* **Problem description**
Could you copy exactly the line that contains "alright, find the green flower" and every line after it to the end of the records, and nothing more?

++++++++

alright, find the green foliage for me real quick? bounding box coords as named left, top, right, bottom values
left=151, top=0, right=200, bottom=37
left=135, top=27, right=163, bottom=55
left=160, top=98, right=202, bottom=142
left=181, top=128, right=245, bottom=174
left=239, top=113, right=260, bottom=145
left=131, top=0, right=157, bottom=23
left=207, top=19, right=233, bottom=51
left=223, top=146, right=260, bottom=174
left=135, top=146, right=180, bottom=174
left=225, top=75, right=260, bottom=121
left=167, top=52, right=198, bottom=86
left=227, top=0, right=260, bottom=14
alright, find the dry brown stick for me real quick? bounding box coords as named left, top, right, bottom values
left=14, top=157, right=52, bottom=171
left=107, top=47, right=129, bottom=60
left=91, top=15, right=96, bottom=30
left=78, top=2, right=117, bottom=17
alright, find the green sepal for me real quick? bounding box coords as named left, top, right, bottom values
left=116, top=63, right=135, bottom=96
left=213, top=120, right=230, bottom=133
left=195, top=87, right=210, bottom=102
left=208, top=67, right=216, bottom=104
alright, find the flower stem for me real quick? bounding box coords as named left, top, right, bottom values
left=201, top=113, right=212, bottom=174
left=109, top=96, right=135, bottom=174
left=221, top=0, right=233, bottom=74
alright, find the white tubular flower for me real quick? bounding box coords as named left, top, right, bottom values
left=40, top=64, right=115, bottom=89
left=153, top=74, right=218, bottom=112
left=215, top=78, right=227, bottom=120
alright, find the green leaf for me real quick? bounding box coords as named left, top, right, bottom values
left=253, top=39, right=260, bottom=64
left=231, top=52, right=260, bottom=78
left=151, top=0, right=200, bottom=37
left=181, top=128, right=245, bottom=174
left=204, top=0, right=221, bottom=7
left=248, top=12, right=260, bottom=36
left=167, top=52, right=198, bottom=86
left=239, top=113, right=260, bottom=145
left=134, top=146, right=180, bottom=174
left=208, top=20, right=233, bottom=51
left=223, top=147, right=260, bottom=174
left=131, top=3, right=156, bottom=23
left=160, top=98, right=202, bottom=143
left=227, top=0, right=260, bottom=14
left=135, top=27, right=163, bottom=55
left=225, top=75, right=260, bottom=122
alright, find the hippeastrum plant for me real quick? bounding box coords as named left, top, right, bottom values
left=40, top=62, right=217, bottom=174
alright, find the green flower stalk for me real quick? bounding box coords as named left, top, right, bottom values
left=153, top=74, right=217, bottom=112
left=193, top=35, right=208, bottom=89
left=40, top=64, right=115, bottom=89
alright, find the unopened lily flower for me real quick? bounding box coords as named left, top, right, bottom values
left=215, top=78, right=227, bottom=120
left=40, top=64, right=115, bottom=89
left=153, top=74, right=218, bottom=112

++++++++

* **Completed exercise**
alright, find the green flower stalk for me real quick? bounding box coords as named left, top, right, bottom values
left=153, top=74, right=217, bottom=112
left=193, top=35, right=208, bottom=89
left=40, top=64, right=115, bottom=89
alright, find the unopened lily flower for me real quick? bounding box coords as named left, top, right, bottom values
left=215, top=78, right=227, bottom=120
left=40, top=64, right=115, bottom=89
left=153, top=74, right=218, bottom=112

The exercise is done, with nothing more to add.